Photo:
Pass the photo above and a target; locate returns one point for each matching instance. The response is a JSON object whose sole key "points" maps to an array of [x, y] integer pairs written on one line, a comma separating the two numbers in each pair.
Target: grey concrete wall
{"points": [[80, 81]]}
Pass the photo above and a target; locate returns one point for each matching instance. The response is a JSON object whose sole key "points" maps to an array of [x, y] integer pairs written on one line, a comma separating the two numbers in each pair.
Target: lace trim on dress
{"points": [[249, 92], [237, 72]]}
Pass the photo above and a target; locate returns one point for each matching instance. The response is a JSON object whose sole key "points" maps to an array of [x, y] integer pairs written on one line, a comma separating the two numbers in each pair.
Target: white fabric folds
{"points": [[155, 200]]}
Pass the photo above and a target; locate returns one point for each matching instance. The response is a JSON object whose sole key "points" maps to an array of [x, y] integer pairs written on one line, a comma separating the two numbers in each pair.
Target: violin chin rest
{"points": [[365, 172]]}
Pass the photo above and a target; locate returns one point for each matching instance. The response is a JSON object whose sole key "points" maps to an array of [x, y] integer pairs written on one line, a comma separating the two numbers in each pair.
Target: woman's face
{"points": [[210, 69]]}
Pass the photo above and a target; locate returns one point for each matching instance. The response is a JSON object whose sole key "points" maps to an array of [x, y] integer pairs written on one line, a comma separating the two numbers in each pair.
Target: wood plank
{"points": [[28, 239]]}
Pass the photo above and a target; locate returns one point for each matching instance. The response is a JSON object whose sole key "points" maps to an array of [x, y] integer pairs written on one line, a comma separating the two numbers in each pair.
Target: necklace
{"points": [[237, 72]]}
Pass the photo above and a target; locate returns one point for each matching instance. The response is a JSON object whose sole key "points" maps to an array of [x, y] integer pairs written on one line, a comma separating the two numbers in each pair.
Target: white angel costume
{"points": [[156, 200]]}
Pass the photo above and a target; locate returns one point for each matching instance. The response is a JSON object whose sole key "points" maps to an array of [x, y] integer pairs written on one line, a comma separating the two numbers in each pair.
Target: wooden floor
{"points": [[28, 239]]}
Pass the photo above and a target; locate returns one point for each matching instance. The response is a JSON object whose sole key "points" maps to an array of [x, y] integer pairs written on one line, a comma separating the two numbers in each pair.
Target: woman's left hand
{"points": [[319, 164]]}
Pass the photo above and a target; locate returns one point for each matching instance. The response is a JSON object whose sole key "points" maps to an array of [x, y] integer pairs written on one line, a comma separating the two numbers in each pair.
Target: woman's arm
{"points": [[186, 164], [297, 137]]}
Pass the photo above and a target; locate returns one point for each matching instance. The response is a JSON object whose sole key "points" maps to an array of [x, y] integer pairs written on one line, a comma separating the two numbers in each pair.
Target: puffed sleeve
.....
(The exercise) Reproduce all the records precisely.

(Result of the task)
Photo:
Pass the photo above and a target; locate returns one point for each matching instance. The response is a JSON object whose sole key "points" maps to an array of [x, y] integer pairs written on one line, a comma separating the two numbers in each pair.
Target: grey concrete wall
{"points": [[80, 81]]}
Pass the photo above and a target; locate returns one point for each matching instance. The response is a JSON object whose sole key "points" maps to an array of [x, y] integer pairs written on one line, a comma separating the two numbers in each pair.
Target: lace trim on dress
{"points": [[249, 92], [237, 72]]}
Pass the photo above and a target; locate returns one point for each matching instance. The response is a JSON object whose sole key "points" maps to an array of [x, y] integer pairs written on one line, a comma separating the two numbers in each pair.
Target: white fabric folds
{"points": [[155, 200]]}
Pass the photo above and a target; locate returns one point for each matching instance. The response is a JSON object whose sole key "points" maps to an array of [x, y] integer pairs written on one line, a comma separating the two numbers in each pair.
Target: violin chin rest
{"points": [[365, 172]]}
Pass the photo above and a target; locate returns one point for each matching instance. The response is a JSON object whose sole key "points" maps to an array of [x, y] integer pairs written on one line, a comma separating the two numbers in each pair.
Target: woman's face
{"points": [[210, 69]]}
Pass the photo above and a target; locate returns one point for each matching instance. The response is a JSON object whose sole key "points" maps to an array of [x, y] integer pairs written on one line, a comma separating the two numbers in each pair.
Target: wood plank
{"points": [[28, 239]]}
Pass the photo above and a target; locate returns one point for each matching instance. The response is a JSON object whose sole key "points" maps to an array of [x, y] integer pairs written on one line, a comma separating the two numbers in each pair.
Target: necklace
{"points": [[237, 72]]}
Pass the photo above and a target; locate returns one point for each matching instance. The response is a JSON object whose sole key "points" maps to an array of [x, y] integer pairs written on one line, a comma separating the two numbers in each pair.
Target: white angel costume
{"points": [[156, 200]]}
Pass the photo above and a target; locate returns one point for each matching instance. The response is a JSON object whose sole key "points" maps to an array of [x, y] integer pairs written on one line, a comma separating the two numbers in each pair.
Target: wooden floor
{"points": [[28, 239]]}
Pass the photo above and a target; locate returns one point for each matching instance. The response is a JSON object whose sole key "points" maps to an array of [x, y] integer pairs written on one line, a comma separating the two numbers in each pair.
Target: woman's left hand
{"points": [[319, 164]]}
Pass the photo above and a target; locate returns one point for each matching instance. The response is a JSON object whose sole key "points" maps to an array of [x, y] integer pairs written on one line, a comma separating the two numbers in each pair.
Target: woman's arm
{"points": [[186, 164], [297, 137]]}
Pass the photo above and a target; locate returns one point for each matching instance. The response is a JSON object whose sole key "points" maps to an array of [x, y] integer pairs written on one line, a comma separating the two numbers in each pair.
Target: puffed sleeve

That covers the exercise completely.